TASK STATEMENT
Count the lines in the entries below that contain the string "concrete", and give only the number.
+++ INPUT +++
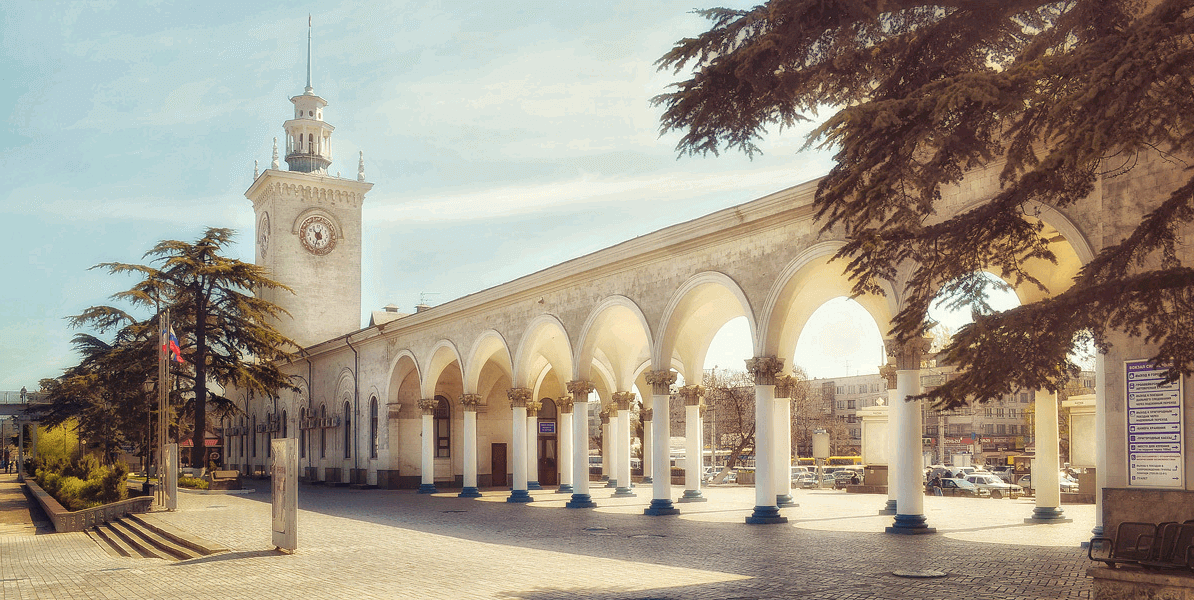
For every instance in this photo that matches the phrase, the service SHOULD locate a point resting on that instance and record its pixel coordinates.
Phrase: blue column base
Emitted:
(518, 496)
(765, 515)
(660, 507)
(582, 501)
(1047, 514)
(910, 525)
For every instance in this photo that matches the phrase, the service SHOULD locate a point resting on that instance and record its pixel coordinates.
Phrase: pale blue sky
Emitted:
(502, 138)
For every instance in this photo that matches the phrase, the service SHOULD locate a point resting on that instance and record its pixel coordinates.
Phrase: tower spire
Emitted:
(308, 88)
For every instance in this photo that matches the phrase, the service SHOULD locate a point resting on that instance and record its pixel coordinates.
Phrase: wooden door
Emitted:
(498, 464)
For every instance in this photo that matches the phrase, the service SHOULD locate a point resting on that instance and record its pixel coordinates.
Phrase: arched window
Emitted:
(348, 430)
(373, 427)
(443, 428)
(322, 432)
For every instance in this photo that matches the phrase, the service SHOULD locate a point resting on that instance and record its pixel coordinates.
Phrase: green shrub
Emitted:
(192, 482)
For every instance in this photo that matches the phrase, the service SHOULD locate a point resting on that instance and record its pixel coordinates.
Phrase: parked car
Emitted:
(995, 487)
(826, 481)
(954, 487)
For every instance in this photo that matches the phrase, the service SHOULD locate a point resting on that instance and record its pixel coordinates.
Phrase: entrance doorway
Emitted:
(498, 464)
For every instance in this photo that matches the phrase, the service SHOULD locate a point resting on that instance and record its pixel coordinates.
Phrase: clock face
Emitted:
(263, 234)
(317, 234)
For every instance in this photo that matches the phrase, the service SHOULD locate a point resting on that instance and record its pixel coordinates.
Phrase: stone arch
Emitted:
(617, 336)
(709, 298)
(439, 359)
(543, 342)
(804, 285)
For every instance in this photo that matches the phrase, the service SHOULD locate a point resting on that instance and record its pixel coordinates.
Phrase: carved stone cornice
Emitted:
(429, 406)
(580, 389)
(888, 373)
(518, 396)
(691, 395)
(564, 403)
(908, 354)
(660, 382)
(471, 401)
(622, 400)
(764, 369)
(785, 385)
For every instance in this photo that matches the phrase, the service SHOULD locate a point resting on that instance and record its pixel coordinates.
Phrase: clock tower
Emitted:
(308, 228)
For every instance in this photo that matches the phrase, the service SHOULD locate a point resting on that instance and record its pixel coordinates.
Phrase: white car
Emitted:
(997, 487)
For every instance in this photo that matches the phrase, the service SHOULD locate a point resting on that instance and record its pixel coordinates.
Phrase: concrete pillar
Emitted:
(518, 399)
(647, 446)
(621, 430)
(580, 498)
(888, 372)
(533, 407)
(1046, 482)
(691, 396)
(660, 434)
(428, 407)
(763, 370)
(469, 401)
(565, 435)
(782, 464)
(905, 416)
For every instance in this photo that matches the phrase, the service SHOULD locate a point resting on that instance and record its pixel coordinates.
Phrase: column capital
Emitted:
(764, 369)
(518, 396)
(660, 382)
(471, 401)
(564, 403)
(691, 395)
(580, 388)
(888, 372)
(785, 385)
(908, 353)
(623, 400)
(533, 407)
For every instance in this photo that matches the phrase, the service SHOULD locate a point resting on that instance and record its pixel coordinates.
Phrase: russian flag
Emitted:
(172, 346)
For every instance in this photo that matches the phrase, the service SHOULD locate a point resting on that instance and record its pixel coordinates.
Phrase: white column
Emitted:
(622, 400)
(660, 434)
(1046, 482)
(469, 401)
(428, 406)
(905, 422)
(533, 444)
(693, 446)
(580, 498)
(782, 439)
(518, 399)
(647, 446)
(611, 444)
(893, 446)
(565, 435)
(764, 369)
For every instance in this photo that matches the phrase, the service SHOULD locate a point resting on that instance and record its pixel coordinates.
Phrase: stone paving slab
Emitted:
(400, 544)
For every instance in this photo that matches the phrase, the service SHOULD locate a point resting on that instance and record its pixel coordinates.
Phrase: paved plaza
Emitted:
(400, 544)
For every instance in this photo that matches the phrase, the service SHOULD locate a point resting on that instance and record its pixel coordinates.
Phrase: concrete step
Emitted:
(139, 542)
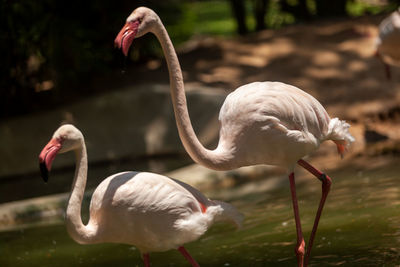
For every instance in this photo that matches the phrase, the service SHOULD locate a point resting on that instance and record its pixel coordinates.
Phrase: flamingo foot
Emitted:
(186, 254)
(326, 186)
(300, 246)
(300, 251)
(146, 259)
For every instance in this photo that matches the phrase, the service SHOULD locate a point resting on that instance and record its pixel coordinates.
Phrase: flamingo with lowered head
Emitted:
(388, 42)
(147, 210)
(261, 123)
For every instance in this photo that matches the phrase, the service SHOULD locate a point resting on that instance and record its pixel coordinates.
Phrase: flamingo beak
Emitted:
(47, 157)
(125, 37)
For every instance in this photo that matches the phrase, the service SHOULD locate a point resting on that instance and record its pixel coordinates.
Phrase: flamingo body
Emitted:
(271, 123)
(157, 213)
(261, 123)
(150, 211)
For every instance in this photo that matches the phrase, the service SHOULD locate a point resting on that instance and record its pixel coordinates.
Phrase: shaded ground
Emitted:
(333, 61)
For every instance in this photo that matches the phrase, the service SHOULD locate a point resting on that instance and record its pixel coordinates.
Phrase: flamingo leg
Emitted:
(300, 246)
(386, 66)
(146, 259)
(186, 254)
(326, 185)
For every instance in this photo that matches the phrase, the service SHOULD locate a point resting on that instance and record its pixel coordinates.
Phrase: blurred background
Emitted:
(59, 65)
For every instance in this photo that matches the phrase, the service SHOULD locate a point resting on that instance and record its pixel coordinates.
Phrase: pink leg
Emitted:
(186, 254)
(299, 249)
(386, 66)
(146, 259)
(326, 185)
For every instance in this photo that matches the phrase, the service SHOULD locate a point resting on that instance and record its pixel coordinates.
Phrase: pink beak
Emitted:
(125, 37)
(47, 157)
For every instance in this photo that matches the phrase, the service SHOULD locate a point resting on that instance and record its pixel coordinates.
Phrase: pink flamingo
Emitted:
(388, 42)
(261, 123)
(147, 210)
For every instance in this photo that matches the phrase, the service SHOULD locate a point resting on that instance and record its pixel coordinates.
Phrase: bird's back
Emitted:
(272, 123)
(147, 210)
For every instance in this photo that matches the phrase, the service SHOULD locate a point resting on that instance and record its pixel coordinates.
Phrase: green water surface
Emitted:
(360, 226)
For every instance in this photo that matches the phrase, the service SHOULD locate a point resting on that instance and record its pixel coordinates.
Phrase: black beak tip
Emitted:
(44, 172)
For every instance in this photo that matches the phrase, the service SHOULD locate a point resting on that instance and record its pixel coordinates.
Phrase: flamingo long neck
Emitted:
(83, 234)
(217, 159)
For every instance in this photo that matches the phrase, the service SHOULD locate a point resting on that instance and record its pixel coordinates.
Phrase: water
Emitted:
(360, 226)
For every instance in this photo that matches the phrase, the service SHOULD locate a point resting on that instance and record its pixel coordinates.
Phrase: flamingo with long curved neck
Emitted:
(150, 211)
(261, 123)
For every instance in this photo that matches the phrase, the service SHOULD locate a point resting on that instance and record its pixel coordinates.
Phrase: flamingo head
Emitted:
(66, 138)
(141, 21)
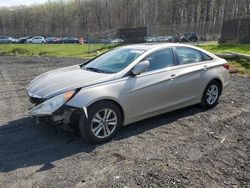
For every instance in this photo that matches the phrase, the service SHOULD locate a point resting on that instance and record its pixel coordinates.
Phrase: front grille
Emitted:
(36, 101)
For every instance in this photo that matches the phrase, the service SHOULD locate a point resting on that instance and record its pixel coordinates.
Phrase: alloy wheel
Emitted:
(212, 94)
(104, 123)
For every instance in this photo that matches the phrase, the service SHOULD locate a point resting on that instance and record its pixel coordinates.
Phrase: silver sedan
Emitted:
(125, 85)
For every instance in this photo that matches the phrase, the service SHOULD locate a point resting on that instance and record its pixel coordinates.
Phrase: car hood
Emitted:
(58, 81)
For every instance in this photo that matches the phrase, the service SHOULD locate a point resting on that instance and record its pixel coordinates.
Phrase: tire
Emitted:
(94, 128)
(211, 94)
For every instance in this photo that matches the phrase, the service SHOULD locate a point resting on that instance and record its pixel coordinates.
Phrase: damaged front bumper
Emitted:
(55, 110)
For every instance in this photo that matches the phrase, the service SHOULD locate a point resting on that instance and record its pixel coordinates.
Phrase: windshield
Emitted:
(113, 61)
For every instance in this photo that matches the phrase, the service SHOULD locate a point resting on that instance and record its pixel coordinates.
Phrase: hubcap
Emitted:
(212, 94)
(104, 123)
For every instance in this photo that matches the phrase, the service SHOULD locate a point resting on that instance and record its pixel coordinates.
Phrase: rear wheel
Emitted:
(211, 94)
(103, 122)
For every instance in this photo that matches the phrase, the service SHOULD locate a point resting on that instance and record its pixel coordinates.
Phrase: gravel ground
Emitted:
(191, 147)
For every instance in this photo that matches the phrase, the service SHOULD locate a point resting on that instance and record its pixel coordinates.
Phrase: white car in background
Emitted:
(36, 40)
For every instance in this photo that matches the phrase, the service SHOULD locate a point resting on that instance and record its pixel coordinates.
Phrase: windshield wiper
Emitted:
(94, 69)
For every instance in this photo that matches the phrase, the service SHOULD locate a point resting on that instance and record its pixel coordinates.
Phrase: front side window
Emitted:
(113, 61)
(188, 55)
(160, 59)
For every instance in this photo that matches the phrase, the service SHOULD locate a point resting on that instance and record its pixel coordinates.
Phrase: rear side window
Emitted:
(206, 57)
(188, 55)
(160, 59)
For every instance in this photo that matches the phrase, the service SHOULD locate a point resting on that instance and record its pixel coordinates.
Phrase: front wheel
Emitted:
(103, 122)
(211, 94)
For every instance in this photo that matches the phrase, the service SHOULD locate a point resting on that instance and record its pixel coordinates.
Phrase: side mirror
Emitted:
(140, 67)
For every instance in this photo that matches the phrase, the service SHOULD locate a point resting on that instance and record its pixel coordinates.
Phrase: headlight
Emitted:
(51, 105)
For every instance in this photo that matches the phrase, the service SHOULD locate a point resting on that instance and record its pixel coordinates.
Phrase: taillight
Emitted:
(226, 66)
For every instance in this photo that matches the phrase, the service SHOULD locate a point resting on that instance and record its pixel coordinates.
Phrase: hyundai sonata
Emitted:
(127, 84)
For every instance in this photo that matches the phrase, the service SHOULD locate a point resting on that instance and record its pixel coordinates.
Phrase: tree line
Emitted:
(97, 17)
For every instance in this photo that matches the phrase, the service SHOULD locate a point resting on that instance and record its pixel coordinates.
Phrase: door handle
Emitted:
(173, 76)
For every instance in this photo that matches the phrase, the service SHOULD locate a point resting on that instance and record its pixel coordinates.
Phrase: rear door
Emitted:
(192, 65)
(154, 90)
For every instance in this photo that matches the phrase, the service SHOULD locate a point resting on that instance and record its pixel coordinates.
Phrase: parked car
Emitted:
(49, 40)
(116, 41)
(36, 40)
(189, 37)
(70, 40)
(128, 84)
(7, 40)
(58, 40)
(23, 40)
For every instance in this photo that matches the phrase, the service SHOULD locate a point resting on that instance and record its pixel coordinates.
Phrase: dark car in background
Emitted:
(49, 40)
(189, 37)
(23, 40)
(57, 40)
(7, 40)
(70, 40)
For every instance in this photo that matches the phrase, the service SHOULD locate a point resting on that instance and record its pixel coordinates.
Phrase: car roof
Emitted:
(155, 46)
(150, 46)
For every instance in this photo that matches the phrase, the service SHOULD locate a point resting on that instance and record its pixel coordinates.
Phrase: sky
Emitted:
(9, 3)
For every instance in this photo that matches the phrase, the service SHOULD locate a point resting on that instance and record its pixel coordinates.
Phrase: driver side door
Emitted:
(154, 90)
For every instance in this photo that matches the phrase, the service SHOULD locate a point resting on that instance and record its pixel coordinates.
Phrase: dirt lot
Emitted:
(191, 147)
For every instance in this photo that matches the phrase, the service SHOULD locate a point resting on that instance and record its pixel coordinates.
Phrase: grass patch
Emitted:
(89, 51)
(242, 64)
(57, 50)
(223, 48)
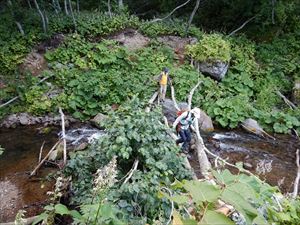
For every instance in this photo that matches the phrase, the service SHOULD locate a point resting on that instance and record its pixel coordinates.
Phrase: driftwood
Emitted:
(25, 221)
(63, 134)
(43, 160)
(41, 152)
(186, 161)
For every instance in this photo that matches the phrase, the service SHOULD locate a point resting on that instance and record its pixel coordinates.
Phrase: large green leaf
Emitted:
(202, 191)
(237, 199)
(213, 218)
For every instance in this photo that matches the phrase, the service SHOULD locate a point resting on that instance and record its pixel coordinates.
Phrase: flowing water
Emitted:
(273, 160)
(22, 146)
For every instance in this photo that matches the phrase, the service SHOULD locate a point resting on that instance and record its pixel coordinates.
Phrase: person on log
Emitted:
(183, 125)
(164, 79)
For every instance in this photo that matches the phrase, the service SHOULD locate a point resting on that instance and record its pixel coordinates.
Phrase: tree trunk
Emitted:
(66, 7)
(41, 15)
(58, 5)
(72, 14)
(77, 5)
(29, 4)
(20, 28)
(121, 4)
(109, 8)
(192, 17)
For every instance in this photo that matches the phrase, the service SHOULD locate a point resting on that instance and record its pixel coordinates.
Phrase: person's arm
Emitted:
(183, 115)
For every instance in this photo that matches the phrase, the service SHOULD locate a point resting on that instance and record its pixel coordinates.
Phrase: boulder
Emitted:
(252, 126)
(98, 120)
(296, 92)
(169, 110)
(215, 69)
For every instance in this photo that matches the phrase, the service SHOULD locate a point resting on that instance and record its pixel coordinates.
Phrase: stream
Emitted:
(272, 160)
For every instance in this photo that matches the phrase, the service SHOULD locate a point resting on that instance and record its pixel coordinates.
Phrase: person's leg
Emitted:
(164, 92)
(188, 136)
(161, 92)
(182, 137)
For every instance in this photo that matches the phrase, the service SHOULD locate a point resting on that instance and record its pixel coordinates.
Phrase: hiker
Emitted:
(183, 125)
(164, 79)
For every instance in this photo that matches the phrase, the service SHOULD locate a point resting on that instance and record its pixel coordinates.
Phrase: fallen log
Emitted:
(41, 163)
(25, 221)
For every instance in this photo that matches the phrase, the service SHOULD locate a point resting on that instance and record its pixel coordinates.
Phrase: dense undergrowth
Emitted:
(87, 70)
(88, 74)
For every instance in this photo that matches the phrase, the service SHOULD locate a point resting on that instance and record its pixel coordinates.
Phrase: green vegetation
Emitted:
(88, 73)
(210, 48)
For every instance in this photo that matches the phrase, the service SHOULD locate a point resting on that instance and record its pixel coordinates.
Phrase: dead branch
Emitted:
(109, 8)
(44, 159)
(41, 152)
(190, 97)
(296, 183)
(134, 167)
(186, 161)
(178, 7)
(63, 134)
(204, 163)
(174, 99)
(151, 100)
(288, 102)
(273, 11)
(192, 17)
(241, 27)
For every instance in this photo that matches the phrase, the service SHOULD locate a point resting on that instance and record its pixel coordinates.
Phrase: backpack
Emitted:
(178, 126)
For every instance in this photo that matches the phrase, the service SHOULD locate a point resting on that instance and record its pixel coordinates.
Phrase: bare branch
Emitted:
(134, 167)
(41, 152)
(174, 98)
(63, 134)
(151, 100)
(192, 17)
(273, 11)
(72, 14)
(241, 27)
(19, 25)
(109, 8)
(190, 97)
(172, 206)
(178, 7)
(41, 15)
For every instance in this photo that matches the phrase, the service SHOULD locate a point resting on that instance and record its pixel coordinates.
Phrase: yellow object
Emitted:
(164, 79)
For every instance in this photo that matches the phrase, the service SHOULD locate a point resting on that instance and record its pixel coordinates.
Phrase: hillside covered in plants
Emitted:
(91, 57)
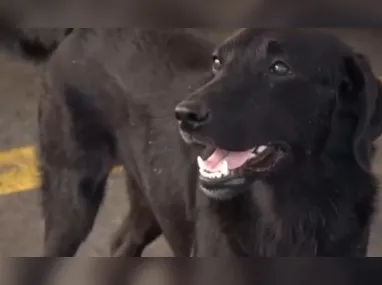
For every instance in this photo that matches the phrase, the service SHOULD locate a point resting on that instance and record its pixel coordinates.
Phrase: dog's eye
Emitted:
(280, 68)
(216, 64)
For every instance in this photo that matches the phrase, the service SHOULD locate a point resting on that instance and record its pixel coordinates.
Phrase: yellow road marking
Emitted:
(19, 171)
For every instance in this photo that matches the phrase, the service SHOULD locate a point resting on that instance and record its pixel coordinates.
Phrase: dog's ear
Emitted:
(361, 94)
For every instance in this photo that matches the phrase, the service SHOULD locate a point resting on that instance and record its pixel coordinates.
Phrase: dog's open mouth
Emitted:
(222, 168)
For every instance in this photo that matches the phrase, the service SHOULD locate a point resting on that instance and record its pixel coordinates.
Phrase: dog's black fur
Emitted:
(110, 97)
(99, 109)
(319, 200)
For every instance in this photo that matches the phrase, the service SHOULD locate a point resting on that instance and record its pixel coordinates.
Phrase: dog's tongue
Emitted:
(233, 158)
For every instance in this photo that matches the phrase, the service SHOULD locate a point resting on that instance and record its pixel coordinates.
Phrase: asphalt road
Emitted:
(20, 221)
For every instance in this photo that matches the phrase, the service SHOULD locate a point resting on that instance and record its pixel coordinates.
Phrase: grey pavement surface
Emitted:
(20, 221)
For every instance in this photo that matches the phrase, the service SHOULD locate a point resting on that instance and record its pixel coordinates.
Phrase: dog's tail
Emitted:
(32, 44)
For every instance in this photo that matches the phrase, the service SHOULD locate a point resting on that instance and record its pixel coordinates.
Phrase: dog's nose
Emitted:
(191, 114)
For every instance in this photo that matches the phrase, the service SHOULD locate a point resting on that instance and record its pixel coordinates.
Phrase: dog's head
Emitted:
(275, 95)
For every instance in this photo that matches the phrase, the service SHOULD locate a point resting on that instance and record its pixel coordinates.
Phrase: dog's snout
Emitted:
(192, 114)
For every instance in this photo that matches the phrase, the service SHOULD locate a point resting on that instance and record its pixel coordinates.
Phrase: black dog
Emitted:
(288, 121)
(303, 102)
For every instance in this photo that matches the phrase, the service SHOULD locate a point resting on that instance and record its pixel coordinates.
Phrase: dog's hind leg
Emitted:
(139, 227)
(77, 152)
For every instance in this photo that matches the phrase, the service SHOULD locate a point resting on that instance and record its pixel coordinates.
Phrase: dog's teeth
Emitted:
(201, 163)
(261, 148)
(224, 168)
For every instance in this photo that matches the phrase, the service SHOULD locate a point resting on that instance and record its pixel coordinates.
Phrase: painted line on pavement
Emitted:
(19, 170)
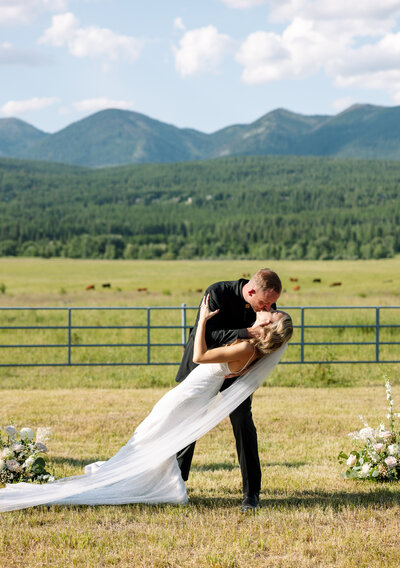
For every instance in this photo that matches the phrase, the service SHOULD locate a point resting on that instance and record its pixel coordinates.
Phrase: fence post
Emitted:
(148, 336)
(183, 323)
(69, 336)
(302, 337)
(377, 329)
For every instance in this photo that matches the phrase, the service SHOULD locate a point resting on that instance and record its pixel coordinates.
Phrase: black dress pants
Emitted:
(246, 445)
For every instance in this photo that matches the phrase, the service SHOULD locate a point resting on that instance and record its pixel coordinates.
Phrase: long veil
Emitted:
(134, 460)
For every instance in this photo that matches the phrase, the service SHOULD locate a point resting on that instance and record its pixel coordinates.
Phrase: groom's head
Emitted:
(262, 290)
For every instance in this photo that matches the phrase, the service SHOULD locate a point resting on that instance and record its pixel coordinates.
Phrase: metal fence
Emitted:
(322, 334)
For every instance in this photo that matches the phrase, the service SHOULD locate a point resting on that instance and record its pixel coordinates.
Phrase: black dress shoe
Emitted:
(250, 502)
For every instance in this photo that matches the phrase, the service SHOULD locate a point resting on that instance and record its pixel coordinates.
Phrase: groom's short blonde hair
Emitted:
(267, 279)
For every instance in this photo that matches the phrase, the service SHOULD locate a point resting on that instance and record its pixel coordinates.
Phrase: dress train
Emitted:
(145, 470)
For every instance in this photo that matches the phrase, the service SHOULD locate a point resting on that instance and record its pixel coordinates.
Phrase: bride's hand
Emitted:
(205, 312)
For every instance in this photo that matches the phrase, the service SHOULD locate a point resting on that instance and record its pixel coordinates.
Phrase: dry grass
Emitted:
(310, 516)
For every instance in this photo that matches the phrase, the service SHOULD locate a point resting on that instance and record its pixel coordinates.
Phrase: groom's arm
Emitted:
(219, 330)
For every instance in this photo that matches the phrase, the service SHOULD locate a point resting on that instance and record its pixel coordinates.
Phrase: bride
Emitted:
+++
OUTPUT
2